[Reading text]
-- Opening Marker --

Saturday, 7 May 2016

The Unveiling of Christ

Hi all!

I have to apologize for being so quiet here of late. I have sort of pushed the blog aside so I could focus on writing my book about the cross. Even that has being hard to get time to do but this morning I managed to write out an introduction to one of the final chapters and I thought that I would share it here as a bit of a sampler for everyone. The chapter will be about the book of Revelation and how it ties in with everything else that I have said about the cross beforehand. This is what I wrote this morning and it's only a first draft but I hope you like it...



My desire for this chapter is twofold; first I would like to take everything that I have said about the cross up to this point and argue that this is the truest picture of what God is like. Then secondly, I would like to take our understanding of the atonement and make it something practical for you and me in the 21st century by pointing to the examples of believers in the first century and to Christ Himself. In achieving this I would like to go to a place which may surprise you which is the book of Revelation.

Revelation was a book that I was fascinated with as a youngster. I ate up anything I could find related to the end times; from the ‘Left Behind’ series to sermons and videos by other dispensationalist theologians. I went from holding to a pre-tribulation rapture viewpoint to a post-tribulation and later on still a pre-wrath escapist belief. I mention this only because normally when we talk about the book of Revelation we have something along those ideas in mind. We like to think of it as a book that reveals hidden information about the last seven years of the earth’s history before God destroys it and starts all over again.

While John’s epistle to the seven churches in Asia Minor does give us some insights into how everything eventually wraps up, I would like to submit the idea here that we have completely missed the point of the book if we read it this way. Allow me to deconstruct a little before proposing something entirely different.

Jesus, the same yesterday, today and until Revelation?

I remember about 9 or 10 years ago sitting in a home cell meeting and someone saying to me that the first time Jesus came as a lamb but the next time he is coming as a lion. I never thought much of it at the time, probably because I was in full agreement with him at that point in my life.

There is no denying that this popular perception we have of Jesus in the book of Revelation looks far different than the Jesus that we read about in the rest of the New Testament. The first Jesus taught us to love our enemies and to bless and pray for those who persecute us. The second Jesus kills his enemies. The first Jesus condemned all forms of violence; He rebuked His disciples when they wanted to call fire down from heaven to consume their enemies. Likewise, He rebuked Peter when He was getting arrested and Peter tried to defend Him and cut off a man’s ear. Christ’s words to His disciple in that moment, right before miraculously healing the man’s wound, was that “those who live by the sword will die by the sword”. The second Jesus has a sword coming out of his mouth which he kills his enemies with. The first Jesus took the blows of the Roman soldiers and then turned the other cheek and took more. The second Jesus strikes his enemies again and again and again as taught in the eternal conscious torment view of eschatology. The first Jesus bled for His enemies, the second Jesus makes his enemies bleed.

Reading the book of Revelation in the way that all the books, sermons and videos I heard growing up taught me to, I have to conclude that Jesus’ mercy does not endure forever as the Psalmist said. This Jesus is not different than us or the other gods, he is exactly like me and everyone else. He has limited grace and a dangerous fuse and when love, mercy and forgiveness reach a certain line they give way to violence, killing and punishment.

-- Closing Marker --

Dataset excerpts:
-- Opening Marker --

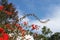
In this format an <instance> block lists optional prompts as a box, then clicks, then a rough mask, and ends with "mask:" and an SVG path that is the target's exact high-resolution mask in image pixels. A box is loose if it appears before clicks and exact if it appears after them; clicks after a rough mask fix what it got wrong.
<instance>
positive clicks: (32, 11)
mask: <svg viewBox="0 0 60 40" xmlns="http://www.w3.org/2000/svg"><path fill="white" fill-rule="evenodd" d="M9 2H12V3H13V4H14V5H15V7H16V8H17V9H18V11H19V10H20V11H21V13H22V14H23V13H35V14H36V15H37V16H38V17H39V18H41V19H45V18H47V19H48V18H49V19H50V21H49V22H48V23H47V24H44V25H46V26H47V27H49V28H50V29H51V30H52V31H53V32H60V31H59V30H60V18H59V17H60V0H9ZM33 23H35V24H38V25H40V26H42V24H41V23H39V22H38V21H37V20H35V21H33Z"/></svg>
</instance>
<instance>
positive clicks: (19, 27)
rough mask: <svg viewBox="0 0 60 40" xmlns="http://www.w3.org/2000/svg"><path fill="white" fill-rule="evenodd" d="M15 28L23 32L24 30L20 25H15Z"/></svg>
mask: <svg viewBox="0 0 60 40" xmlns="http://www.w3.org/2000/svg"><path fill="white" fill-rule="evenodd" d="M15 26H16V27H17V28H18V29H19V30H20V31H21V30H23V28H22V27H21V26H20V24H15Z"/></svg>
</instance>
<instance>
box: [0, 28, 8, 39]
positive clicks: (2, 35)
mask: <svg viewBox="0 0 60 40" xmlns="http://www.w3.org/2000/svg"><path fill="white" fill-rule="evenodd" d="M0 33H1V34H2V36H1V37H0V40H9V35H8V34H7V33H5V32H4V29H3V28H0Z"/></svg>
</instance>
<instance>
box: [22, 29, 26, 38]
mask: <svg viewBox="0 0 60 40" xmlns="http://www.w3.org/2000/svg"><path fill="white" fill-rule="evenodd" d="M21 33H22V36H23V37H24V35H25V33H26V30H24V29H23V30H22V31H21Z"/></svg>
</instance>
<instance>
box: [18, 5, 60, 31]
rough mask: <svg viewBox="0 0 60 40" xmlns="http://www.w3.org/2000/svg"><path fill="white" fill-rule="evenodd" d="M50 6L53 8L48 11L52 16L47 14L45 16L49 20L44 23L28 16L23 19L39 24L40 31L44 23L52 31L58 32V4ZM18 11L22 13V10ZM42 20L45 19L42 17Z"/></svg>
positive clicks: (59, 20)
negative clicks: (35, 19) (39, 27)
mask: <svg viewBox="0 0 60 40" xmlns="http://www.w3.org/2000/svg"><path fill="white" fill-rule="evenodd" d="M52 8H53V10H51V9H50V12H51V13H52V15H51V16H52V17H50V16H47V17H46V18H47V19H50V21H49V22H47V23H45V24H43V23H40V22H39V21H38V20H32V21H30V19H29V18H28V17H27V18H25V19H24V20H23V21H28V22H29V23H30V24H37V25H39V26H40V29H39V31H41V28H42V27H43V26H44V25H45V26H47V27H48V28H50V29H51V30H52V31H53V32H60V31H59V30H60V6H55V7H54V6H53V7H52ZM20 13H22V12H20ZM19 16H20V14H19ZM21 16H22V15H21ZM21 16H20V17H21ZM43 20H45V19H43Z"/></svg>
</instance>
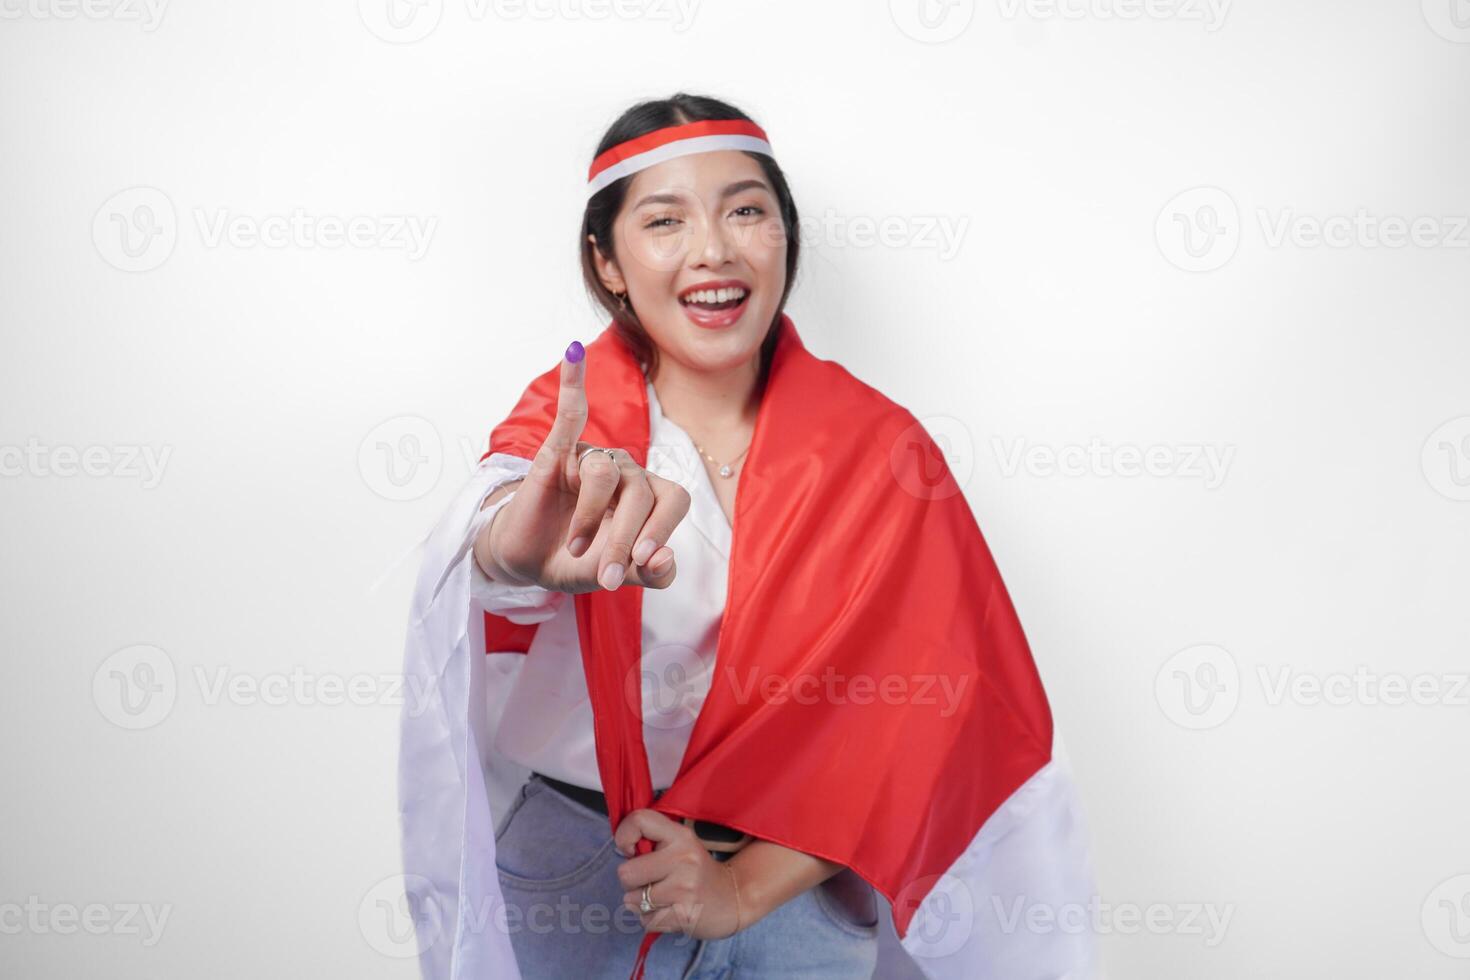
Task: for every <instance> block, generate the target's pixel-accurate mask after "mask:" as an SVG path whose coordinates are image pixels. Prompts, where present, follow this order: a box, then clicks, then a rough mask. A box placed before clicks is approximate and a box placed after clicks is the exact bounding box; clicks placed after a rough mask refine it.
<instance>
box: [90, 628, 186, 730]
mask: <svg viewBox="0 0 1470 980" xmlns="http://www.w3.org/2000/svg"><path fill="white" fill-rule="evenodd" d="M178 691H179V685H178V673H176V671H175V670H173V660H172V658H169V655H168V654H166V652H163V651H162V649H159V648H157V646H150V645H147V644H138V645H135V646H125V648H123V649H119V651H118V652H115V654H112V655H110V657H107V658H106V660H104V661H101V664H100V666H98V667H97V670H96V673H93V704H96V705H97V710H98V711H100V713H101V716H103V717H104V718H107V720H109V721H112V723H113V724H116V726H118V727H121V729H132V730H138V729H151V727H153V726H154V724H157V723H160V721H162V720H163V718H166V717H169V713H171V711H172V710H173V702H175V701H176V699H178Z"/></svg>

-- Closing Marker --

[Your goal]
Continue the blog post about the book of Revelation from the point where it ends.

[Reply to the exercise]
Please don’t misunderstand; I am not saying that the wicked get away with being wicked or that God sit’s by idly as evil spreads and devours. Neither am I saying that Jesus’ first and second comings will be the same, they will be different. All I am saying for now is that Jesus is the same yesterday, today and forever as is God the Father. With that in mind, let me offer one more reason that we should be cautious of interpreting the book of Revelation with Jesus as a God fashioned in the image of Rambo.

It is no secret that the Jews who lived in Jesus’ day were living under Roman occupation. Everybody was awaiting a messiah that would come to liberate them from this oppression. One who would set the captives free by overthrowing their Roman rulers and liberating the nation. Said another way, the Jewish people wanted their Robin Hood, their William Wallace, a new Judas Maccabeus to come and rescue them.

It is often overlooked that when Pilate offered the crowd the opportunity to release either Jesus or Barabbas during the Passover feast what kind of prisoner Barabbas was. Many scholars believe that Barabbas was a revolutionary of sorts that was involved in instigating a riot. Another thing that often gets overlooked is that Barabbas literally translates into English as ‘son of the father’. Some ancient manuscripts in fact give his full name as Jesus Barabbas! The fact that we have two men named Jesus, one who says He is the Son of the Father and the other whose name literally is ‘son of the father’ is too incredible to be a coincidence. What we have here is a true messiah and a false messiah, the true Christ and a counterfeit Christ. This was the kind of false messiah that Israel had mistakenly being expecting and wrongfully put their hopes in to rescue them from oppression.

I submit that today the church has largely fallen into the same error as Israel had. We are looking for a messiah who is going to come and kill all of the bad guys and free us from oppression. We choose and place our hope in Barabbas. Even though Jesus has already walked the earth once before, we say No! Next time will be different, next time He is coming like Judas Maccabeus or like William Wallace and the only difference is that He will be unstoppable. Could we be as wrong as Israel was? I think so and so I would like to offer an alternative approach to the book of Revelation, one that is not so much ‘future-centered’ as it is ‘Christ-centered’; one that brings us back to the cross.